[Point annotation dataset records]
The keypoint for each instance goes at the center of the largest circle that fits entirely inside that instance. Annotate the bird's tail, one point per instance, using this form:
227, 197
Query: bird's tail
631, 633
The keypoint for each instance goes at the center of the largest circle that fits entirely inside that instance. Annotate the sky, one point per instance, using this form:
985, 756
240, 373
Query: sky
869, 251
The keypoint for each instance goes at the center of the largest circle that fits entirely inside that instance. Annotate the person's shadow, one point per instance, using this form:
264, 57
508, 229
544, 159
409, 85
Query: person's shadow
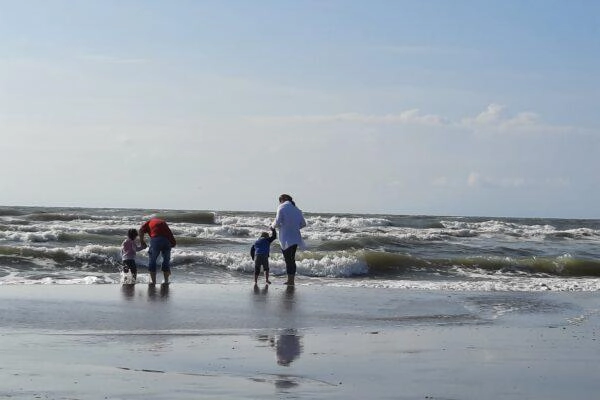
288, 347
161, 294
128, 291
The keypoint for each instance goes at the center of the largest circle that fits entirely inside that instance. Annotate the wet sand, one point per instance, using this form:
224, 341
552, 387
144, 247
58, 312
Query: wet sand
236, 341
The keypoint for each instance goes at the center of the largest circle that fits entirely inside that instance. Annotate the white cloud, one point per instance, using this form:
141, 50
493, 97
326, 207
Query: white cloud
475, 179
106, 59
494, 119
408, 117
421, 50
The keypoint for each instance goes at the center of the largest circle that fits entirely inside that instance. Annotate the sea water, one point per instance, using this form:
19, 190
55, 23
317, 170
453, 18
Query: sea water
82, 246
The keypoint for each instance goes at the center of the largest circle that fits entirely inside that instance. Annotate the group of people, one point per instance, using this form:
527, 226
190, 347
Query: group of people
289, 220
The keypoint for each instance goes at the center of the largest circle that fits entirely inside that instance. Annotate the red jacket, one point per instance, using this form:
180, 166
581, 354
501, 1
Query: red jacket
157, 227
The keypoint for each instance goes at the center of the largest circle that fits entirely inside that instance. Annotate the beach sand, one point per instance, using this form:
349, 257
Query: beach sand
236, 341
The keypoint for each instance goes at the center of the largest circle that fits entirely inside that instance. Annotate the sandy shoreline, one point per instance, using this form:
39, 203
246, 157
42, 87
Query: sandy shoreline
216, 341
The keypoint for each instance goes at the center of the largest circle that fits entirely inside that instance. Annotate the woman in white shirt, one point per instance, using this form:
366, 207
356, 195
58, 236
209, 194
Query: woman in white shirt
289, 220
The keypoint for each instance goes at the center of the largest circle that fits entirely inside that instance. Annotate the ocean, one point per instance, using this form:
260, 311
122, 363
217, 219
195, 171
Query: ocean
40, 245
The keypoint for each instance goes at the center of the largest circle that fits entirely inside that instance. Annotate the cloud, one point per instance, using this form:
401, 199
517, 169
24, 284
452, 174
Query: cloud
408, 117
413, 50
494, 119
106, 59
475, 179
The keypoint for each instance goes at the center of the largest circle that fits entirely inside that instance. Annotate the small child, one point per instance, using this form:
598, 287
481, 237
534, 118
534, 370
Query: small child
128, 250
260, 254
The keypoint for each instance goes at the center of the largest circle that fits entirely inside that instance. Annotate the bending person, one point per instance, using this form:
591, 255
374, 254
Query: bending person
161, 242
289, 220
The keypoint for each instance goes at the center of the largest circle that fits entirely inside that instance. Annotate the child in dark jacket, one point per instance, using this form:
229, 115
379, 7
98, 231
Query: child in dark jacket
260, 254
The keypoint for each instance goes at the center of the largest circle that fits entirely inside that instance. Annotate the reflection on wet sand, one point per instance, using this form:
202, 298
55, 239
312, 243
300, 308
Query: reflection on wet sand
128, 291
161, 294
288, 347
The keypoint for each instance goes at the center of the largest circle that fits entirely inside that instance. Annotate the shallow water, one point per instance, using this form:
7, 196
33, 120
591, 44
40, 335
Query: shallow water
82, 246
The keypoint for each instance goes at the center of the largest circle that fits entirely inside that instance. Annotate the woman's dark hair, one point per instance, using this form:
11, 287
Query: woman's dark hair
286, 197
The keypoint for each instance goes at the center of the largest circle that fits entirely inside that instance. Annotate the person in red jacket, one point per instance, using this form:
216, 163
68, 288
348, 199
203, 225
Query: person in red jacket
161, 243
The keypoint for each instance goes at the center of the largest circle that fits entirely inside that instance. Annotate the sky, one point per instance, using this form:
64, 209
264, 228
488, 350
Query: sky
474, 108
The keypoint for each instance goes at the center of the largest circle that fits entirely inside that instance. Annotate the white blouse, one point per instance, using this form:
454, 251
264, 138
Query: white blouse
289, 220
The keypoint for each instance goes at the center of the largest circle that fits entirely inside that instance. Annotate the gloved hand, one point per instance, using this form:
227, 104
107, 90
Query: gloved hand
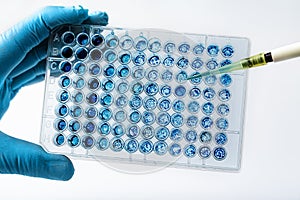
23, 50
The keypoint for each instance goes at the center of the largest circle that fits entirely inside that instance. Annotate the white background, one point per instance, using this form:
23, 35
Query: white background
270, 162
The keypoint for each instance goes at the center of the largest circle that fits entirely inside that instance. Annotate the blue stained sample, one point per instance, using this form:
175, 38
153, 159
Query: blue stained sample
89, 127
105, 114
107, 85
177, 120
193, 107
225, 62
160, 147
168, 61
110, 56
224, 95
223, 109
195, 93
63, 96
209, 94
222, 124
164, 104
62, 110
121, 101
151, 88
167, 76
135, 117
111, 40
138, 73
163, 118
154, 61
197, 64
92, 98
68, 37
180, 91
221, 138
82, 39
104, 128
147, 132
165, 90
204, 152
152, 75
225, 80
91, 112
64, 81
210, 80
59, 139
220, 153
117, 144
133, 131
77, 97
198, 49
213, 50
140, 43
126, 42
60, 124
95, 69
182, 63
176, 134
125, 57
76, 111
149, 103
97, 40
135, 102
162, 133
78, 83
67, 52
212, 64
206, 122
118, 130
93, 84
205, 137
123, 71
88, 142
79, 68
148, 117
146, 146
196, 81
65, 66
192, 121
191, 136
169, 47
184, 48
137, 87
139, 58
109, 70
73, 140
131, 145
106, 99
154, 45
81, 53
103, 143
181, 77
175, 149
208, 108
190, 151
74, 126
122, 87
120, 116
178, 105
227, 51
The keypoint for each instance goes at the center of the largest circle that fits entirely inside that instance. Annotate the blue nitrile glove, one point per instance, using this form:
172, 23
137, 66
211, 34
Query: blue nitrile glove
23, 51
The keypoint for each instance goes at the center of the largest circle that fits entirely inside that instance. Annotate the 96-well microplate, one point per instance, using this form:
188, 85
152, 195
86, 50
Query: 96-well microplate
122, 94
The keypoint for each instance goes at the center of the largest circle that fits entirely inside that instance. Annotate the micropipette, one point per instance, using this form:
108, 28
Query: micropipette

**Challenge**: Repeat the preceding records precisely, and leave every picture out of the copy.

**The completed task**:
The keypoint for each instance goes at the center of the largest circle that fits entirely inside that instance. Annotate the bird's tail, one point per instance, using this form:
227, 197
Query: bird's tail
631, 633
The keypoint for each instance goes at the center of the largest circle that fits entirely inside that instance. Annotate the sky, one point per instance, using this form:
985, 756
240, 373
Query: sky
869, 251
The keypoint for each instance goes at the center of the largest circle that fits entirely inside that instance. Annotate the person's shadow, one point per instance, using this form:
264, 57
508, 229
544, 159
409, 85
Query: person's shadow
288, 347
161, 294
128, 291
The keypoint for each instance goes at the center of the largest circle that fits entirely inside that instance. Annotate the wet sand, one point per instance, using this form:
224, 341
552, 387
144, 247
58, 312
Query: wet sand
236, 341
The keypoint for each instance goes at the center of the largest circle that fits entirely inside that instance. Annotate the white cloud, one point per instance, using this form:
141, 50
493, 97
326, 207
Query: white cloud
475, 179
106, 59
494, 119
408, 117
421, 50
The keypoint for each instance goes at the center of the largest circle that fits entirely inside that instance. Annotate the sea water, one point per instance, using this form:
19, 190
55, 23
317, 170
453, 18
Query: sea water
82, 246
The keypoint for each instance goes at the center of the largest circle that fits entirely inside that instance. Annotate the group of people, one point per instance, using this form:
527, 226
190, 347
Query: group of people
289, 220
The keypoint for each instance goes at the center of the largest circle that fits entirely inside that instance. Annotate the red jacket, one point per instance, using this form:
180, 166
581, 354
501, 1
Query: red jacket
157, 227
The keypoint for each instance goes at the center of the largest circle that fits entirely inside that instance. Annotate the beach sand, one point per instance, using this form:
349, 257
Query: beach sand
236, 341
The keypoint for each instance goes at the center of the largest circle that fits entirely inside that instance. Annotate the sandy shoreline, one point per instance, using this form:
39, 203
246, 157
42, 87
Query: sandy shoreline
216, 341
The keypoint for each instance goes at the center of the largest circle that fits entirely inside that instance. Annotate the woman in white shirt, one point per instance, using this form:
366, 207
356, 195
58, 236
209, 194
Query: woman in white shirt
289, 220
The keypoint for each instance goes at the center of the largest circle that fits entirely inside that instance. Annotate the ocean, one point per instance, using this form:
260, 311
122, 363
217, 219
195, 171
Query: ocean
40, 245
The keypoint for each instance goes at the center of the largest circle that fits entirely inside that instance. Annotate the cloud, one point per instance, using this form:
401, 199
517, 169
24, 284
452, 174
Query: cloud
408, 117
413, 50
494, 119
106, 59
475, 179
The keypoint for each instance goes at the center of the largest circle that fits entirely inside that instance. Annotate the small child, one point per instance, using this form:
598, 287
481, 237
534, 118
534, 370
Query: small child
128, 250
260, 254
The keypoint for each instance goes at the center of the largest circle that fits entirely inside that instance. Annotate the bending person, one point per instance, using this form:
591, 255
374, 254
Query: bending person
161, 242
289, 220
The keypoint for each instance goes at the center of the largest circle that fits entirely inside that instance. Annotate the child in dark jacket, one point per instance, using this form:
229, 115
379, 7
98, 231
Query: child in dark jacket
260, 254
The keypoint for each instance goes at the center of the largest circle that fits entirely inside that instance. Annotate the reflection on wet sand, one point per instance, using this form:
202, 298
55, 239
312, 243
300, 308
Query: reflection on wet sand
128, 291
161, 294
288, 347
The keypoint for each instance goes at the center of the largest circle that fits entirely inside that instance. Annotate the shallow water, one point per instance, using this form:
7, 196
33, 120
591, 44
40, 335
Query: shallow water
82, 246
The keypoint for each instance goes at the center of the largest circle that fits entirely inside that instance. Annotate the woman's dark hair, one point per instance, using this form:
11, 287
Query: woman's dark hair
286, 197
The keypoint for each instance goes at the center of the largest circle that fits entirely inside that instance. Annotate the person in red jacket, one point per instance, using this form:
216, 163
68, 288
348, 199
203, 225
Query: person in red jacket
161, 243
The keypoint for each instance goes at the center of the largest circle that fits entirely inside that instance. Annotate the sky, one point per instance, using this form:
64, 209
264, 228
488, 350
Query: sky
474, 108
The keypoint for each instance goes at the center of the largest circle that fits entirely inside that instance. Annotate the white blouse, one point per instance, using this form:
454, 251
264, 138
Query: white blouse
289, 220
The keypoint for each instance goes at the center of the largest circle that fits entirely inside that instance. Annotate the gloved hand, one point per instance, using this form:
227, 104
107, 90
Query: gloved hand
23, 50
The keypoint for each instance goes at the center of the largest circle that fits entirely inside that instance. Annotate the white background, one point per instance, using this form:
23, 35
Query: white background
270, 162
The keypoint for each instance goes at the center of the largest circle that fits entirely inside that instance. Annotate the blue stained sample, one point per instance, using this form:
175, 38
153, 159
Query: blue stained sample
89, 127
105, 114
107, 85
177, 120
193, 107
225, 62
160, 147
168, 61
110, 56
224, 95
223, 109
195, 93
63, 96
209, 94
222, 124
164, 104
62, 110
121, 101
151, 88
167, 76
135, 117
111, 40
138, 73
163, 118
154, 61
197, 64
92, 98
68, 37
180, 91
221, 138
82, 39
104, 128
147, 132
165, 90
204, 152
152, 75
225, 80
91, 112
64, 81
210, 80
59, 139
220, 153
117, 144
133, 131
77, 97
198, 49
213, 50
140, 43
126, 42
60, 124
95, 69
182, 63
176, 134
125, 57
76, 111
149, 103
97, 40
135, 102
162, 133
78, 83
67, 52
212, 64
206, 122
118, 130
93, 84
205, 137
123, 71
88, 142
79, 68
148, 117
146, 146
196, 81
65, 66
192, 121
191, 136
169, 47
184, 48
137, 87
139, 58
109, 70
73, 140
131, 145
106, 99
154, 45
81, 53
103, 143
181, 77
175, 149
208, 108
190, 151
74, 126
122, 87
120, 116
178, 105
227, 51
The keypoint for each instance goes at the center of the largest circle that fits entirely inside that instance. Annotate the blue nitrile glove, one point per instance, using this form:
172, 23
137, 66
211, 34
Query: blue nitrile glove
23, 51
The keypoint for each instance goes at the center of the largest circle that fits entirely inside that instance. Annotate the 96-well microplate, one point per instance, using this form:
188, 85
152, 195
86, 50
Query: 96-well microplate
122, 94
The keypoint for each instance goes at the center of the largest circle that fits entirely inside that instance. Annotate the micropipette, one point per instance, using this form:
108, 28
Query: micropipette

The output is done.